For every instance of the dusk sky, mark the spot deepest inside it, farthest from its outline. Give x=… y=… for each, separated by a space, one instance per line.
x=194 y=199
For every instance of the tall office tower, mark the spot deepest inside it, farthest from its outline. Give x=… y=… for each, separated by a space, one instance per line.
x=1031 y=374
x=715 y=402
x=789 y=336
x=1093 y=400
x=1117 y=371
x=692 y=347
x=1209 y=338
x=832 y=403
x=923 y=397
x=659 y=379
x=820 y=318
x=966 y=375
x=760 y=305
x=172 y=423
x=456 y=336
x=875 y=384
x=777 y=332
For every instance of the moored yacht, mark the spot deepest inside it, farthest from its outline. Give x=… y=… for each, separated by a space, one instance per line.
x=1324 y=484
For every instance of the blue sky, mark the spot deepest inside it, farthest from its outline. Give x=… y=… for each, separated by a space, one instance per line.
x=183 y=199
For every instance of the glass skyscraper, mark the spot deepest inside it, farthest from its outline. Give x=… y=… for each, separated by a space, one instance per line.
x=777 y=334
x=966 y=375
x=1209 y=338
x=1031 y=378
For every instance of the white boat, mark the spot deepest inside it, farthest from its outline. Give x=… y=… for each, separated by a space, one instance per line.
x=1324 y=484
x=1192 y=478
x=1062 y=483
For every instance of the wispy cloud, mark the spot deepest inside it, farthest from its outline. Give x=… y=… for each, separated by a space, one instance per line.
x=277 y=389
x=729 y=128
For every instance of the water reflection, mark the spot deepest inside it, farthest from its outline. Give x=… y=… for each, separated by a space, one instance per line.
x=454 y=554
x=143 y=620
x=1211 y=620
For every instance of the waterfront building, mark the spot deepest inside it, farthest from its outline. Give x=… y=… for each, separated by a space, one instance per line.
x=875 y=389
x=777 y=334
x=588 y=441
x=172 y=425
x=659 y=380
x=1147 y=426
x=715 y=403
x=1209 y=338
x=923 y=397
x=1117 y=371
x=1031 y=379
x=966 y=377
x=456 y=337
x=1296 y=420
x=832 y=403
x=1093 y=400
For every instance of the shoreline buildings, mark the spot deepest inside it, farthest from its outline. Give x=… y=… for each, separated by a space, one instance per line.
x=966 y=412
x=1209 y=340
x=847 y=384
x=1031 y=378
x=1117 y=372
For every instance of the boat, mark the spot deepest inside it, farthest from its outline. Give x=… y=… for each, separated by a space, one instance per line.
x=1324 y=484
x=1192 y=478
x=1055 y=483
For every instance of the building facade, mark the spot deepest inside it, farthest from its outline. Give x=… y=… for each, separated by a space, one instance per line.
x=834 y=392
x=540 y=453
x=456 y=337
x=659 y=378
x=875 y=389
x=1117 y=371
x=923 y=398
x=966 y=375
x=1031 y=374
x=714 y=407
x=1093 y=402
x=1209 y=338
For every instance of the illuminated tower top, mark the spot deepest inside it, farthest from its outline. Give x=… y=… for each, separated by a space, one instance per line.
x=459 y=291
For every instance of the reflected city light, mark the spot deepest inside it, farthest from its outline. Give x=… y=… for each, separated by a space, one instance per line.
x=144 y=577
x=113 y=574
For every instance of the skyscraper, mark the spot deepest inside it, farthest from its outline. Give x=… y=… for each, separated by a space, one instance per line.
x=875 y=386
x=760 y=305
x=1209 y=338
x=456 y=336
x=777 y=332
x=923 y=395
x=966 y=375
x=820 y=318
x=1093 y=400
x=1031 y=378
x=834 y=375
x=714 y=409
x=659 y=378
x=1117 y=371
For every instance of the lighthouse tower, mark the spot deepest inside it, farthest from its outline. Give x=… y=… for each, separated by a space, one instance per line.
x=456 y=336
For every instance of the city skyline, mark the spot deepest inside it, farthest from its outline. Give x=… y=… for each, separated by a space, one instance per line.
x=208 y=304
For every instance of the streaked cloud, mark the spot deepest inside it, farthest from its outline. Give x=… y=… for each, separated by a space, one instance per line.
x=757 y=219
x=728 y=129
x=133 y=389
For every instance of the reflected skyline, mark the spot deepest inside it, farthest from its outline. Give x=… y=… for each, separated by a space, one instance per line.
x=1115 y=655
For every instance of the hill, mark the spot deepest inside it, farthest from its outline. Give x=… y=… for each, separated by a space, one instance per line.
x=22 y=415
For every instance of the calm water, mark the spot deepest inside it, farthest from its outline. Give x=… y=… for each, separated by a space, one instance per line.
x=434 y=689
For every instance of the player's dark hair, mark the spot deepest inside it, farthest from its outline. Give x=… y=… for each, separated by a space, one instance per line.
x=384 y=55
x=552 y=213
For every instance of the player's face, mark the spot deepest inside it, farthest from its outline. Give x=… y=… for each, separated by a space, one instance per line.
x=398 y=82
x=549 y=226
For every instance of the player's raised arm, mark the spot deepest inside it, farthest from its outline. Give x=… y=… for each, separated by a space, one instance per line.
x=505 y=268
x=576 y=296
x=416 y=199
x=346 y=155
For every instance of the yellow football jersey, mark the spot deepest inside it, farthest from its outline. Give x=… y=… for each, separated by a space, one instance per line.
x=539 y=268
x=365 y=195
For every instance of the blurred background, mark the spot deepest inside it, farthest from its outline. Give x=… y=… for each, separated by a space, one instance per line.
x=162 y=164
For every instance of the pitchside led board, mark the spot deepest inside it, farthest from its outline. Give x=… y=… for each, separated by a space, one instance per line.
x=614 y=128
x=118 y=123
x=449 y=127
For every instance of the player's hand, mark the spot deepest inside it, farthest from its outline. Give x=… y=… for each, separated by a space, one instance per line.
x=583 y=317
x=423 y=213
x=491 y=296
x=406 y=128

__What the task requires__
Can you copy all of the entries above line for line, leaving every character unchanged?

__Response to the task__
For every instance of the dusk sky, mark the spot deepest inside it, farthest from its outline. Give x=… y=… for each, separated by a space, one instance per line.
x=194 y=199
For every instance of the tall office tower, mark the spot deepest inside it, farthest from its outline. Give x=… y=… for each, separated by a space, one instance per line.
x=1031 y=374
x=715 y=402
x=789 y=336
x=1093 y=400
x=1117 y=371
x=692 y=347
x=1209 y=338
x=832 y=403
x=923 y=397
x=659 y=379
x=820 y=318
x=966 y=375
x=760 y=305
x=172 y=423
x=456 y=336
x=875 y=384
x=777 y=332
For every instance of the moored yacht, mark the spot deepest inside it, farthest from its outline. Give x=… y=… for each, separated by a space, one instance per line.
x=1324 y=484
For every instance of the blue sky, mark the spot deepest inside it, farthest from its outline. Give x=… y=… for each, separated by a space, one instance per line.
x=183 y=199
For every instance of the glass skyscraper, mark the spot deepest inside it, farthest from its outline. Give x=… y=… for each, separated by a space, one instance per line.
x=777 y=334
x=966 y=375
x=1209 y=338
x=1031 y=378
For every instance of the white boat, mark the spot deepest inside it, farthest from its outline. Give x=… y=… for each, separated by a space, one instance per line.
x=1324 y=484
x=1192 y=478
x=1062 y=483
For every instance of the wispy cloud, mark the spot deepest inside it, farthest from its outline. Give x=… y=… for each, separated by a space, one instance per line.
x=277 y=389
x=729 y=128
For every instance of the water reflection, mark the spot deepest inside it, farthest from its outline. Give x=… y=… for each, separated by a space, one instance per line.
x=454 y=554
x=143 y=620
x=1211 y=620
For every instance of the waterfront building, mark the spot deepest inside it, farthest from its outline. Give x=… y=… for each, separated by a space, one instance per line.
x=875 y=389
x=777 y=334
x=588 y=441
x=172 y=425
x=659 y=380
x=1147 y=426
x=715 y=403
x=1209 y=338
x=923 y=397
x=1117 y=371
x=1031 y=379
x=966 y=377
x=456 y=337
x=1296 y=420
x=832 y=403
x=1093 y=400
For every instance of the shoreline buildings, mark the spot deepest inside it, farthest from its outline. Give x=… y=… for each, separated by a space, one instance per line.
x=966 y=412
x=1209 y=340
x=847 y=384
x=1031 y=378
x=1117 y=372
For every instance of the boat, mark the spot deepest inside it, farthest from its outline. Give x=… y=… for each, separated by a space, one instance per line.
x=1324 y=484
x=1192 y=478
x=1055 y=483
For every instance of the building facade, mark the spot deepest inside it, farthest from its outline. Give x=… y=… for each, separated by a space, one instance per line.
x=834 y=392
x=540 y=453
x=456 y=337
x=659 y=378
x=875 y=389
x=1117 y=371
x=923 y=398
x=966 y=375
x=1031 y=374
x=714 y=407
x=1093 y=402
x=1209 y=338
For every instance of the illuminated tower top, mark the spot deepest inside it, farthest from its outline. Give x=… y=… for each, separated by a space, one instance per line.
x=459 y=291
For every instance of the reflected city light, mark the spot deepest inside it, farthest from its outline. Give x=… y=… for each, separated by a space, one instance per line.
x=144 y=577
x=113 y=574
For every instance of the skyscraper, mark the spot deepest inside it, farthest from its outline. Give x=… y=… for each, separated by a space, one instance per line.
x=875 y=386
x=760 y=305
x=1209 y=338
x=456 y=336
x=777 y=332
x=923 y=395
x=966 y=375
x=820 y=318
x=1093 y=400
x=1031 y=378
x=834 y=375
x=714 y=409
x=659 y=378
x=1117 y=371
For every instance of the lighthouse tower, mark the spot deepest inside it, farthest from its outline. Give x=… y=… for each, separated by a space, one instance per line.
x=456 y=336
For every instance of the city skyline, mark the spot deepest inside it, farthest from its outline. Give x=… y=… for each, separated by a space, one instance per line.
x=208 y=304
For every instance of the streaked cloud, mark the spot deepest inside it, farthest from its outline. Give x=… y=… for each, separated by a space, one instance per line.
x=757 y=219
x=728 y=129
x=133 y=389
For every instance of the reflected skyline, mark the spot deepest inside it, farthest from its outline. Give x=… y=… for each, separated by a space, one instance per line.
x=1115 y=655
For every instance of the hill, mark the spot deepest inside it, farthest from its outline. Give x=… y=… for each, separated by a space, one instance per line.
x=22 y=415
For every instance of the calm water, mark the spot deepest inside it, farthest from its outline. Give x=… y=… for each, separated by a space, one instance per line.
x=434 y=689
For every instance of the player's dark hair, mark the spot deepest inside it, farthest from its outline. Give x=… y=… for each, separated by a space, one instance per line.
x=384 y=55
x=552 y=213
For every instance of the player's face, mark the spot deepest inside it, farthest from its outline. Give x=… y=… for each, separated by a space, one instance per line.
x=398 y=82
x=549 y=226
For every instance of the player's raised arm, mark the spot deepest inside it, farthest from its outline. Give x=… y=… for each, separated by a space, one instance per line.
x=505 y=268
x=576 y=296
x=416 y=199
x=346 y=155
For every instance of the yellow football jersey, mark the spot deepest inside it, farthest from its outline. Give x=… y=… for each, separated by a space, one instance per line.
x=539 y=268
x=365 y=195
For every instance of the blurred background, mark the spot deepest inside it, farthest from its outline. Give x=… y=… for each, separated by a space, one instance per line.
x=162 y=164
For every instance of the pitchside led board, mark the spot deepest inside it, farthest from its outline. Give x=… y=… for each, separated by a space, one instance per line.
x=614 y=128
x=118 y=123
x=449 y=127
For every instance of the player's hand, mark the spot deepest inside it, farthest from its outline. Give x=… y=… for each, separated by a space, one instance per line.
x=583 y=317
x=423 y=213
x=491 y=296
x=406 y=128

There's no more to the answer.